>> start ARTICLE

Key libraries (besides the usual): find_peaks to find the peaks and valleys. KneeLocator to find the elbow points. ipywidgets for a Google Colab/Jupyter interface for dynamic visualization. For more dependencies, please refer to requirements.txt

Strengths

  • Analytical, information-driven determination of parameters from the data. Instead of setting arbitrary objective parameters for all trajectories, determines personalized subjective parameters for each trajectory (using entropy difference, Jensen-Shannon Divergence and other heuristics).
  • Neat interface for dynamic visualiation (of graphs along with sliders for parameters) to see the effect of various parameters in the segmentation of trajectories.
  • Comparable results with existing state-of-the-art algorithms in the literature; sometimes even better in some aspects (See section: "Results" below).
  • Fast and robust.

Weaknesses

  • Unusual behaviour if the data is too noisy.
  • Needs POIs' locations to be known in advance (Future work).
  • The method works for indoor trajectories with mainly low-speed data, the adaptation to other kinds of data needs to be studied. (Future work)

Implementation

  • An abstract high-level implementation that will do the job and finds the segments is in the file 1_find_segments_adaptive_parameters.py.
  • To visualize the speed graph and and see the effect of the parameters, an interactive widget is made for Python noteooks like Jupyter and Colab. This is implemented in the file 2_visualize_segments.py.

>> end ARTICLE
>> start DATA EXCERPTS

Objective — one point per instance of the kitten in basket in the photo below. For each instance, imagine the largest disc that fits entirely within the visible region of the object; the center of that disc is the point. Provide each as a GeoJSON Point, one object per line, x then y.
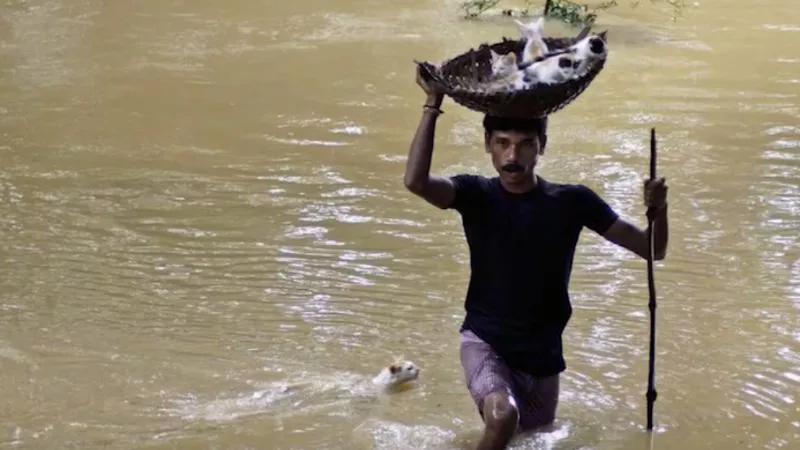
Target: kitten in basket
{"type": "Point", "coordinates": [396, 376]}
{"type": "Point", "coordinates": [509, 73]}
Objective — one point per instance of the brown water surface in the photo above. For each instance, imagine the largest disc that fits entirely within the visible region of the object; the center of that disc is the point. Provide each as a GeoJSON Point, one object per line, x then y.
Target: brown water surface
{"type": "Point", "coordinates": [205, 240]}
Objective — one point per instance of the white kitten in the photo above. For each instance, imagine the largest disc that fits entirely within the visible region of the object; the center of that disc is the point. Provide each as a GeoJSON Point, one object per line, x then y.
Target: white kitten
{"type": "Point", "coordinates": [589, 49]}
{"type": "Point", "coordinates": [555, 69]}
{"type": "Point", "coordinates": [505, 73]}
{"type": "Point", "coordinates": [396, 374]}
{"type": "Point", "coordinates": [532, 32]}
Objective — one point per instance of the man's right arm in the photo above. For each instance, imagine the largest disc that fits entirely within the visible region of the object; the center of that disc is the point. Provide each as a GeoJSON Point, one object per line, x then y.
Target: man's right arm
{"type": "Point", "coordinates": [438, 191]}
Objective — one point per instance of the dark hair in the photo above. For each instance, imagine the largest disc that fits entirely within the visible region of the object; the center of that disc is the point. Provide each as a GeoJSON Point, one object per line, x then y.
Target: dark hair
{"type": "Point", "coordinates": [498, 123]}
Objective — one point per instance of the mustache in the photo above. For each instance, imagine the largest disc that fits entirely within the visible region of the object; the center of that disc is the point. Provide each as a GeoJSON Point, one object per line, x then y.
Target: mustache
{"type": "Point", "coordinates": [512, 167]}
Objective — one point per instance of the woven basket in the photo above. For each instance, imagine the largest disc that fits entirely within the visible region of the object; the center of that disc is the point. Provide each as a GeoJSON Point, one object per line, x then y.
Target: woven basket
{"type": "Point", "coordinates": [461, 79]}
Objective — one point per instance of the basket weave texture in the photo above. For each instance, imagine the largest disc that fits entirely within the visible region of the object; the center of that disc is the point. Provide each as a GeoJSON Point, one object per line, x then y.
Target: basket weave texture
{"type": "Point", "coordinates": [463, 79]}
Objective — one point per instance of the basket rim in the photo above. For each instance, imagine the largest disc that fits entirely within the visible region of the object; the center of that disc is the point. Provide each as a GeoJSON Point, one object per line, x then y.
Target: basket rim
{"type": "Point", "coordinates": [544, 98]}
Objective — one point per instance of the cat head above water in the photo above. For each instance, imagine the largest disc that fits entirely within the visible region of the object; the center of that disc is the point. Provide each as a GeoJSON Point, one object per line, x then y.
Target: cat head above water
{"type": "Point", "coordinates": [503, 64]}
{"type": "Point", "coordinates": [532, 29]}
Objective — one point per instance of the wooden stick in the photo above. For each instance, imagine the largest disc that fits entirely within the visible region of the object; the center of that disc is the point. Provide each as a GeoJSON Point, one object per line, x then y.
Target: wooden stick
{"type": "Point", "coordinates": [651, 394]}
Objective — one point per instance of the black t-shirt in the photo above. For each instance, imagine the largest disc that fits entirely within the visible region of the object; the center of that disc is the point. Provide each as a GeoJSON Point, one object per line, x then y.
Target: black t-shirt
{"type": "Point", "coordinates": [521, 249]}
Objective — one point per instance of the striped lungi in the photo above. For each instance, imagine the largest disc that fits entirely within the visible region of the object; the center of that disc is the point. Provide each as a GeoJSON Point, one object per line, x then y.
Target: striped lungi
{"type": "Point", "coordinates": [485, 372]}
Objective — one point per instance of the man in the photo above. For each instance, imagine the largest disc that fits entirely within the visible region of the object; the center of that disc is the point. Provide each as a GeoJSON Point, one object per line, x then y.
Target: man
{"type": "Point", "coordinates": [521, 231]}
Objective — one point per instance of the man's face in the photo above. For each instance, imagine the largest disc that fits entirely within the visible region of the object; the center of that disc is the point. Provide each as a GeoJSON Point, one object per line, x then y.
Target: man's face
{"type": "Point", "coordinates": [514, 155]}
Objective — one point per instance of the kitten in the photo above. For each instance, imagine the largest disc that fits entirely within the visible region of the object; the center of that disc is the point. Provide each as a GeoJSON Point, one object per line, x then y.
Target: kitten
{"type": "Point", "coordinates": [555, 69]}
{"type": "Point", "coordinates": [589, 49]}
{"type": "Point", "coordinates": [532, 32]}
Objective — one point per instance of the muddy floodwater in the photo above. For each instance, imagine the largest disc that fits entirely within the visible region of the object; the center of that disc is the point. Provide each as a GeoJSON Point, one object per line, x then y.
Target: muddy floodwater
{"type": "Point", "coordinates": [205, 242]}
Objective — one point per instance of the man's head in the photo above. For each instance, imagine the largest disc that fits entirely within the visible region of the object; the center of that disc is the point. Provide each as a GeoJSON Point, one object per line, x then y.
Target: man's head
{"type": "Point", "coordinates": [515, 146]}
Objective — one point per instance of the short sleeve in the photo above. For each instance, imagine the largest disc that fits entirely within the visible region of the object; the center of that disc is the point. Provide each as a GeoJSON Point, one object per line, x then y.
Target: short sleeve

>> end DATA EXCERPTS
>> start DATA EXCERPTS

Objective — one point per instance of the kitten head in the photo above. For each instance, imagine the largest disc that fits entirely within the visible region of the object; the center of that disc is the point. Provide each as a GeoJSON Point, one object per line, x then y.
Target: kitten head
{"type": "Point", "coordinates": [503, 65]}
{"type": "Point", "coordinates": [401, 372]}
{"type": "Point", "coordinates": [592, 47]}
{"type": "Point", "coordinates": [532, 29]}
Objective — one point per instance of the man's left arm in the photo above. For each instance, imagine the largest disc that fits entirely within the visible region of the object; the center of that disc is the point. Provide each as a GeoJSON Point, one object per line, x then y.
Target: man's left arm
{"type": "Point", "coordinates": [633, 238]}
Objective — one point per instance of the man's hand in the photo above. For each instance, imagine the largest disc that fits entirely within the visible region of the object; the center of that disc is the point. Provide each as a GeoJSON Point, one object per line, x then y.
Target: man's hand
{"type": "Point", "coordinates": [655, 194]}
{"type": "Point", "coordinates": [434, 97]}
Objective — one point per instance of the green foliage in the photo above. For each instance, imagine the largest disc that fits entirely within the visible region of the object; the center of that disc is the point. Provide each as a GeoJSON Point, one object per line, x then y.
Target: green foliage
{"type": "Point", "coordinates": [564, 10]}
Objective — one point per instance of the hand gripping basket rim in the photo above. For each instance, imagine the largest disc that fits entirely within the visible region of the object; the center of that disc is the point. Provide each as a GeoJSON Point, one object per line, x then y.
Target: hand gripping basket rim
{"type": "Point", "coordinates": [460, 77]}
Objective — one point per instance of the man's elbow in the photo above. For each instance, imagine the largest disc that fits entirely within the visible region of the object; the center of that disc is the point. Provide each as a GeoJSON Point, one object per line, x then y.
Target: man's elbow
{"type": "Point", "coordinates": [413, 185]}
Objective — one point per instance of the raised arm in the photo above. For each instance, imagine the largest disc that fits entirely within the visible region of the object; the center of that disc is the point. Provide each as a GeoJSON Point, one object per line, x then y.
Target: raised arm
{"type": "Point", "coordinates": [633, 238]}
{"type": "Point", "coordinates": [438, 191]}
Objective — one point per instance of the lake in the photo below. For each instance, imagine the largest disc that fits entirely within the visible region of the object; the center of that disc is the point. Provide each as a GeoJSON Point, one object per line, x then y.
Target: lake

>> end DATA EXCERPTS

THINGS TO DO:
1. Print the part of the trajectory segmentation README starting at "Key libraries (besides" and ending at "segmentation of trajectories.".
2. List every file name that appears in the trajectory segmentation README.
3. Pick up the trajectory segmentation README after its final sentence and continue writing it.
The lines are not needed for any of the tasks.

ANSWER SET:
1.
Key libraries (besides the usual): find_peaks to find the peaks and valleys. KneeLocator to find the elbow points. ipywidgets for a Google Colab/Jupyter interface for dynamic visualization. For more dependencies, please refer to requirements.txt

Strengths

  • Analytical, information-driven determination of parameters from the data. Instead of setting arbitrary objective parameters for all trajectories, determines personalized subjective parameters for each trajectory (using entropy difference, Jensen-Shannon Divergence and other heuristics).
  • Neat interface for dynamic visualiation (of graphs along with sliders for parameters) to see the effect of various parameters in the segmentation of trajectories.

2.
- requirements.txt
- 1_find_segments_adaptive_parameters.py
- 2_visualize_segments.py

3.
  • In the presence of the ground truth, one can also optimise the parameters to find the best combination that yields the best results to further study the data/method. This is implemented in 3_optimize_parameters.py.

Requires:

1. Spatiotemporal trajactory data

Schema: (x, y) coordinates and timestamps, unique trajectory ID for multiple trajectories.

2. POI data

Shape: (x, y) coordinates, unique ID/name.

[OPTIONAL] Ground truth stops/segments (Only for evaluation, testing and optimization)

Schema: start_time, end_time, (x, y) centroid, closest POI.

Output:

Segments

Schema: start_time, end_time, (x, y) centroid, closest POI (and other things).

Results

  • Novel evaluation criteria were developed by my professors in Univeristy of Milan. Link here.
  • It evaluates the stops both quantitatively and qualitatively. F-score is the quantitative aspect (number of segments) and S-score is the qualitative aspect - the amount of spatial and temporal overlap with the real stop. TP is the number of true positives.
  • The table below shows the result of the evaluation of the segments extracted from 20 trajectories. Rows highlighted in yellow are the results of this algorithm.
  • Row with window = auto is where it adaptively determines the best window size for all trajectories.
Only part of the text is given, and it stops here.